*Work to be completed*. All lines from the one containing "M53 269L102 481L232 510L330 373L313 218Z" down to the one containing "Provide the mask of every instance of the black", both ends included, are to be given again exactly; omit the rest of the listing below.

(Extracted entries begins)

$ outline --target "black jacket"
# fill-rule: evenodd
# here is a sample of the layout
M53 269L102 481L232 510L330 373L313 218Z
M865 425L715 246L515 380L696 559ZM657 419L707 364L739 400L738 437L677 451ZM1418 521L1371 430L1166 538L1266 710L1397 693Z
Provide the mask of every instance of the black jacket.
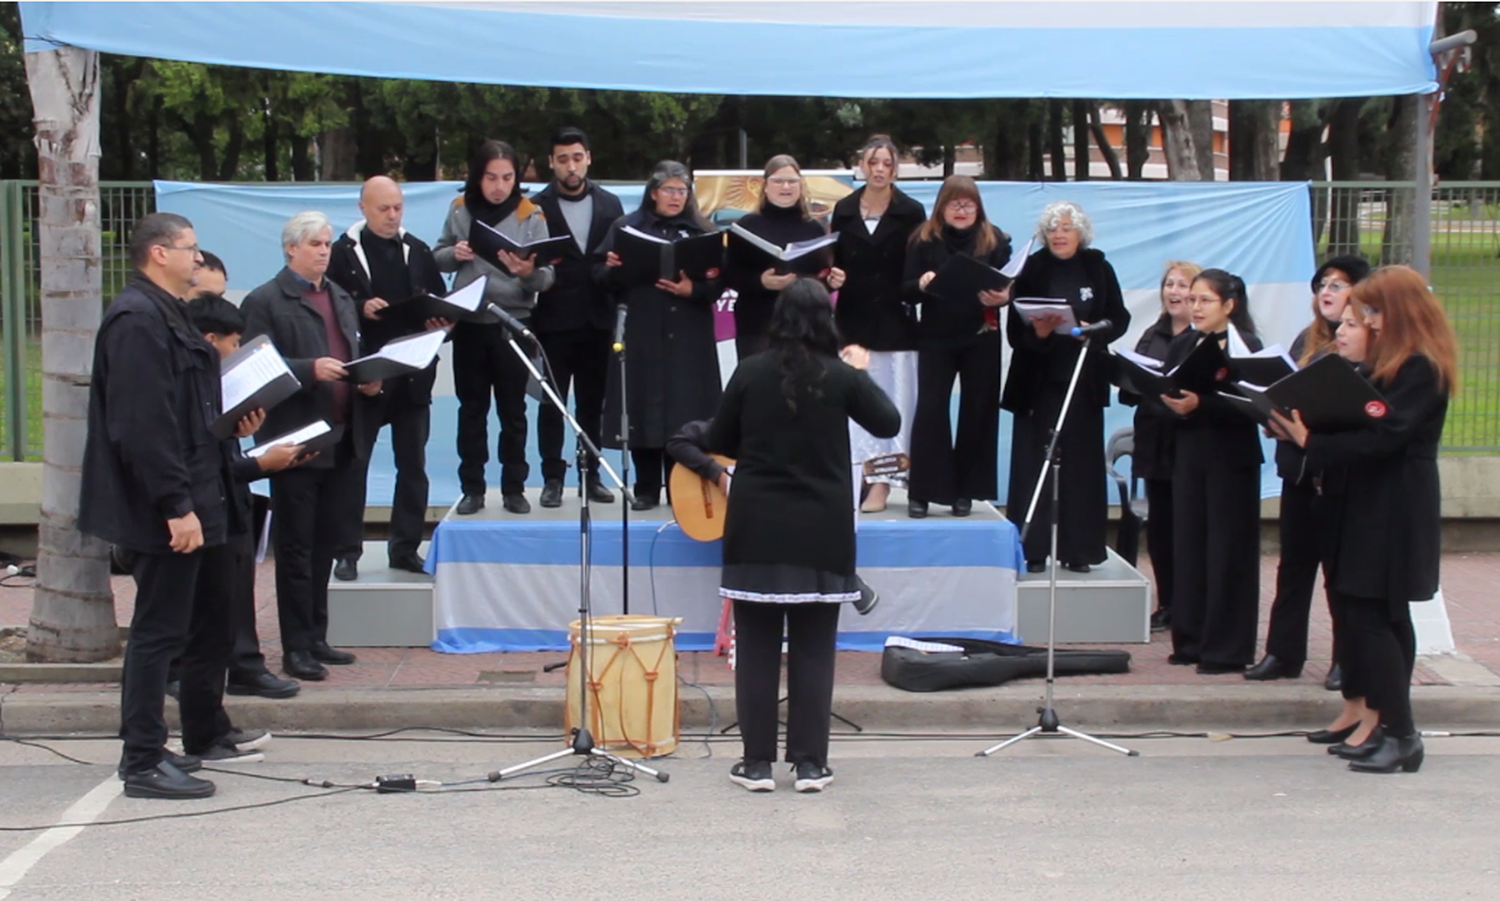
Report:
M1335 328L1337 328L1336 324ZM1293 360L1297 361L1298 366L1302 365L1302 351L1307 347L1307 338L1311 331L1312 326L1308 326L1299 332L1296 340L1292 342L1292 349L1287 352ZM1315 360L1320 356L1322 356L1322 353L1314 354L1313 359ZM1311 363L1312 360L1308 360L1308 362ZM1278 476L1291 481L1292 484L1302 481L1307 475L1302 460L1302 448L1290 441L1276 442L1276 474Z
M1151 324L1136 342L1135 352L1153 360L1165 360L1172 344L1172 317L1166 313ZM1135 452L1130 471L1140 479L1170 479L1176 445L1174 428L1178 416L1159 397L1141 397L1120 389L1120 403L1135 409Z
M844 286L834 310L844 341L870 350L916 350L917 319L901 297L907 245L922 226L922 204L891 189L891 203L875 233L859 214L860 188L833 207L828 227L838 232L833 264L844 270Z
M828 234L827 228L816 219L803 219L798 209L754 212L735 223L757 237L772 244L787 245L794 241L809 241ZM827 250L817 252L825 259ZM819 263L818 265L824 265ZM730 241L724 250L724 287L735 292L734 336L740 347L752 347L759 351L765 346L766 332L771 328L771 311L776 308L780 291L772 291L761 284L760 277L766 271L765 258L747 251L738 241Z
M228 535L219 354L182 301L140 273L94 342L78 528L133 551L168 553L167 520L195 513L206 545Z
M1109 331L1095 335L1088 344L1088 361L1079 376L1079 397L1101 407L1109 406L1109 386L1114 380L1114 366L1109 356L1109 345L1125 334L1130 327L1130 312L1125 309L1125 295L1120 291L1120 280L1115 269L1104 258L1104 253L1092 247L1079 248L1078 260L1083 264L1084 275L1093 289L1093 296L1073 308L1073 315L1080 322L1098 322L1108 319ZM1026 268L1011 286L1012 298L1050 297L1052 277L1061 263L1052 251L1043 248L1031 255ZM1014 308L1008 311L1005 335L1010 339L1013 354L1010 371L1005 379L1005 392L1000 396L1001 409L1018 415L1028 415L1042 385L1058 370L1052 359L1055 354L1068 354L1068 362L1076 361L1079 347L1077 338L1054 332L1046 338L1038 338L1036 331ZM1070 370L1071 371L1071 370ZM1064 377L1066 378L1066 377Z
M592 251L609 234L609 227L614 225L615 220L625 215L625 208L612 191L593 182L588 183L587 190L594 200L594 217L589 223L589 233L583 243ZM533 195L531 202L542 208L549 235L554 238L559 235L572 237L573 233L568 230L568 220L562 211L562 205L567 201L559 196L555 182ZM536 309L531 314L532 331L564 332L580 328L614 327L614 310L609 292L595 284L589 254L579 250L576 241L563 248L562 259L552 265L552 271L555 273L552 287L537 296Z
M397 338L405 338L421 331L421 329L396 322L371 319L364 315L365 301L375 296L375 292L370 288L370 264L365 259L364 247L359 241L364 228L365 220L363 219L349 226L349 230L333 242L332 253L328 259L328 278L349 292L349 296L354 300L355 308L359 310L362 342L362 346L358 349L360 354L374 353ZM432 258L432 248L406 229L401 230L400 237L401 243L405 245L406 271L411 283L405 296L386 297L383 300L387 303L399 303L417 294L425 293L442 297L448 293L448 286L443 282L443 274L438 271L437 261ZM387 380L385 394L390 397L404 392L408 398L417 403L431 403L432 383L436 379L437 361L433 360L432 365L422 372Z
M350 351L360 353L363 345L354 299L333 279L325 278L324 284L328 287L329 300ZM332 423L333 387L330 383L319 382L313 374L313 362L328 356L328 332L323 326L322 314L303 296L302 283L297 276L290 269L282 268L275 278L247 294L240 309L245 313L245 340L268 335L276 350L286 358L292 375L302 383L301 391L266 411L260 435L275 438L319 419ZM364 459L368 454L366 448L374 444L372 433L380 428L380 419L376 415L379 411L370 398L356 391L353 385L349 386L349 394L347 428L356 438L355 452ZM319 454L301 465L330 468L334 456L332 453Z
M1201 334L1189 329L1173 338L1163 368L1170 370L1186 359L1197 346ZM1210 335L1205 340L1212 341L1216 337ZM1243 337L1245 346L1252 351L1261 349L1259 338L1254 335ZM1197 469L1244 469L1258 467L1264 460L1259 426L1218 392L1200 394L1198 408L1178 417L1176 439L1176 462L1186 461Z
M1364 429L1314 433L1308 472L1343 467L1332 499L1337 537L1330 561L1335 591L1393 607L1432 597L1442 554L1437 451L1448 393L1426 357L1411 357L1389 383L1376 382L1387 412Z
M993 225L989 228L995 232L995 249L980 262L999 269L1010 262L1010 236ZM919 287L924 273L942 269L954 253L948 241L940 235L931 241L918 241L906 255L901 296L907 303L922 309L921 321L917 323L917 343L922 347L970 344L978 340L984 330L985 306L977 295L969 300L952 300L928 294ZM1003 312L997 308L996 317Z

(Extracted entries ends)
(Extracted entries begins)

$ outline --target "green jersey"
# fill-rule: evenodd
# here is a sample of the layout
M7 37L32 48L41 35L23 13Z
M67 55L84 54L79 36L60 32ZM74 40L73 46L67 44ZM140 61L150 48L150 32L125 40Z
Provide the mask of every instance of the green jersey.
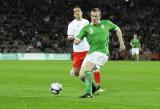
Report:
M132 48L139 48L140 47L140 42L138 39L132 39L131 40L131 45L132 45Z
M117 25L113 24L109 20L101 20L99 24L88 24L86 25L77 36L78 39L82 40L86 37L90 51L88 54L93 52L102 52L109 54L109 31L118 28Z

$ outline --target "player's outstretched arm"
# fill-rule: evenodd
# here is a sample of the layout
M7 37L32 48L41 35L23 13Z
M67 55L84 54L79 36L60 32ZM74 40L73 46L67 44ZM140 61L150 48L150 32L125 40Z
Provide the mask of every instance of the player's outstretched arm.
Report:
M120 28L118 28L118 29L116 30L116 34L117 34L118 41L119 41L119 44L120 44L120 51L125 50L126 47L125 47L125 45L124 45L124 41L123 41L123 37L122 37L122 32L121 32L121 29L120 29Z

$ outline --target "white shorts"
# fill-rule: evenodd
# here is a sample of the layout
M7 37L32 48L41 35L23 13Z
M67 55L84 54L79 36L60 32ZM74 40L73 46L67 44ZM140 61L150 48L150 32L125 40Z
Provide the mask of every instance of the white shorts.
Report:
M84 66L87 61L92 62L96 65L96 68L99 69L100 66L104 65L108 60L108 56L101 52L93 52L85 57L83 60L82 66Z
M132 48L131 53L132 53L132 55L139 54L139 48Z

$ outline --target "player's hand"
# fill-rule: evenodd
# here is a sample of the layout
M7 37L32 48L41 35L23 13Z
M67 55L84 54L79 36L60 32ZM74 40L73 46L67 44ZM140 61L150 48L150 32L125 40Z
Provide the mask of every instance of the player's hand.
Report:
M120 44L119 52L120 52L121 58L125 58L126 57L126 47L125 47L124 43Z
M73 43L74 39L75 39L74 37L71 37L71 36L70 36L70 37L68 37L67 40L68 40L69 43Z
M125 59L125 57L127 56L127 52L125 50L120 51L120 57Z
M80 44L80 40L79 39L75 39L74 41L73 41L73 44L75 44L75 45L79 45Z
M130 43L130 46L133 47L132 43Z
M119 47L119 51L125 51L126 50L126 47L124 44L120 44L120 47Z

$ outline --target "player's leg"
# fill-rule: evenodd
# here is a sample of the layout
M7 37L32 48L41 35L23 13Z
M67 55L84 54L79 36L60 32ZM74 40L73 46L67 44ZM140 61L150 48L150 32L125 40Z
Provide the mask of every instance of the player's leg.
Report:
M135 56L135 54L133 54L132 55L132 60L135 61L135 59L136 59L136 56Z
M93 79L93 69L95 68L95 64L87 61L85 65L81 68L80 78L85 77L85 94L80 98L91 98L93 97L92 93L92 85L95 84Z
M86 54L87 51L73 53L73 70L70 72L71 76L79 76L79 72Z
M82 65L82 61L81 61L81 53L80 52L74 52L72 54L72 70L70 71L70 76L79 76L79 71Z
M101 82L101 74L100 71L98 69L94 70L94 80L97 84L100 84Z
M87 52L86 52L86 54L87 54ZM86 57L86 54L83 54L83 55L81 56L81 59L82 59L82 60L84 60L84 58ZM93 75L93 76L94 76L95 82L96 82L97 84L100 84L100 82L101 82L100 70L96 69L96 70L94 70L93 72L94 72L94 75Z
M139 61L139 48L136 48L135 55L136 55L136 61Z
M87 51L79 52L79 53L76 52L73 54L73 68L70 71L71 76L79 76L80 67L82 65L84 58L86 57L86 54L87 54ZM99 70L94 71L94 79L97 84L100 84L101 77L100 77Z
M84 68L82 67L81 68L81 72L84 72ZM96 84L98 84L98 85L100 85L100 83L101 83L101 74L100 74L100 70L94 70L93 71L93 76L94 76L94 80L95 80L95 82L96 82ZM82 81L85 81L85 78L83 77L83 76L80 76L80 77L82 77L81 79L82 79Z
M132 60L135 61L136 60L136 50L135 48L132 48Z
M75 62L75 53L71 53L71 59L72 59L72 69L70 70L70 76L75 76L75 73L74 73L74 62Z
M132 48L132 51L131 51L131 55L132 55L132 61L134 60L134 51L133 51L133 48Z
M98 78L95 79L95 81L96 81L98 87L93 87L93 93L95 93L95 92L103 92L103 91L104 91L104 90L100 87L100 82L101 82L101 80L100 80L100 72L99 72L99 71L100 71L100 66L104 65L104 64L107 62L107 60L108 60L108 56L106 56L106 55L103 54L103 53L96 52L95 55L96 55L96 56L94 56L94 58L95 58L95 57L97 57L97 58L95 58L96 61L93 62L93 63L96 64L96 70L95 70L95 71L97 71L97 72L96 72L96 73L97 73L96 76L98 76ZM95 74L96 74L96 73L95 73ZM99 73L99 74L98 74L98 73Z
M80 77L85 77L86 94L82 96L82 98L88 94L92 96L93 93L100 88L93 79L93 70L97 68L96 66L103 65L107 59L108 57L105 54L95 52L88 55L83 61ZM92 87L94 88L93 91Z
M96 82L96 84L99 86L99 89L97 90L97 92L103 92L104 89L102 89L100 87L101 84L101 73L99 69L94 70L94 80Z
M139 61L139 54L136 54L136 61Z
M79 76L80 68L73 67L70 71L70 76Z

(Extracted entries ends)

*Solution for this task*.
M53 269L102 481L232 510L330 373L313 218Z
M865 425L715 246L515 380L696 559ZM657 419L707 364L739 400L738 437L677 451ZM1418 521L1371 430L1166 538L1266 710L1397 693Z
Provide the mask of every instance of the black jacket.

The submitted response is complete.